Required work - Please write out, word for word and with both end lines included, only the part of the items below that opens with the line containing "Could you please drop a point on the white" and closes with the line containing "<point>168,170</point>".
>> start Entries shown
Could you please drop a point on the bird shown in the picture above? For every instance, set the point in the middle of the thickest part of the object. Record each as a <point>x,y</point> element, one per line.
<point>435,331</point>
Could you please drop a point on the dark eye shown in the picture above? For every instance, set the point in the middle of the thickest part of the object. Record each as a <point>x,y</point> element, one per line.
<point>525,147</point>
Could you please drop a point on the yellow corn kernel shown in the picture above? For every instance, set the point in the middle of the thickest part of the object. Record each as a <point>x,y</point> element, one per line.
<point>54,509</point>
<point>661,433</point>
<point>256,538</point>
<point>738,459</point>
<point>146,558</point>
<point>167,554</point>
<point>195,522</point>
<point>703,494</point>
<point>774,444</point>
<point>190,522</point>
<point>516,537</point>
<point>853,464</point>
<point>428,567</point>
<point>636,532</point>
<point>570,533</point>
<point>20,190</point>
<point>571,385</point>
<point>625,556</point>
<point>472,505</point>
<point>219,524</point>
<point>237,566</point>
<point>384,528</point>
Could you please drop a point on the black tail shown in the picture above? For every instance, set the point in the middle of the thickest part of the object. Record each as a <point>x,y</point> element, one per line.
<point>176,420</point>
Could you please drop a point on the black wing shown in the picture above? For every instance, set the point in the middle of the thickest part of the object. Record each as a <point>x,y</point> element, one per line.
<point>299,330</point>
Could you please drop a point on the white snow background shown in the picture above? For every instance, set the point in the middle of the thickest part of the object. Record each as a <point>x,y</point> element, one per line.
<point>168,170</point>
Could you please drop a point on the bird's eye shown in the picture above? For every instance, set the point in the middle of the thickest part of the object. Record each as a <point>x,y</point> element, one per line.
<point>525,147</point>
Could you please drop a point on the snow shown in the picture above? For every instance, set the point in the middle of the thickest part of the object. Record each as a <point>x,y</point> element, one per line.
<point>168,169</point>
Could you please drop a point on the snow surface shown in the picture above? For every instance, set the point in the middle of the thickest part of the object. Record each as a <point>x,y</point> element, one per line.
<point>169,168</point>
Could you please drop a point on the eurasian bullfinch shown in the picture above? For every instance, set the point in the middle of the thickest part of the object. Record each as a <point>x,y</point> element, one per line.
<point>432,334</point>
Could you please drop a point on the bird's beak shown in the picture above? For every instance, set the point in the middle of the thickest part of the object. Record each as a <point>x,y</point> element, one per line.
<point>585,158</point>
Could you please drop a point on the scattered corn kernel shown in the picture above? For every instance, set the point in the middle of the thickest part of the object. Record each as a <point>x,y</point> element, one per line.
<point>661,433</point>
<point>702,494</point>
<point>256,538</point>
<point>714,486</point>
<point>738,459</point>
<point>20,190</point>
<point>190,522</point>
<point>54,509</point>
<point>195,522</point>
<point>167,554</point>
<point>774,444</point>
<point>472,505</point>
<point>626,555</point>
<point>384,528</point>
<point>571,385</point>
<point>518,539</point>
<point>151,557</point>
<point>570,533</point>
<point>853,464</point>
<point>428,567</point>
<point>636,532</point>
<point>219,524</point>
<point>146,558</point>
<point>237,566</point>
>> end Entries shown
Solution to the exercise -
Could you please drop a point on the white snow background shown in the picture above? For every instance, set the point in the middle of the thickest part of the object. Record each as a <point>x,y</point> element, one per line.
<point>168,170</point>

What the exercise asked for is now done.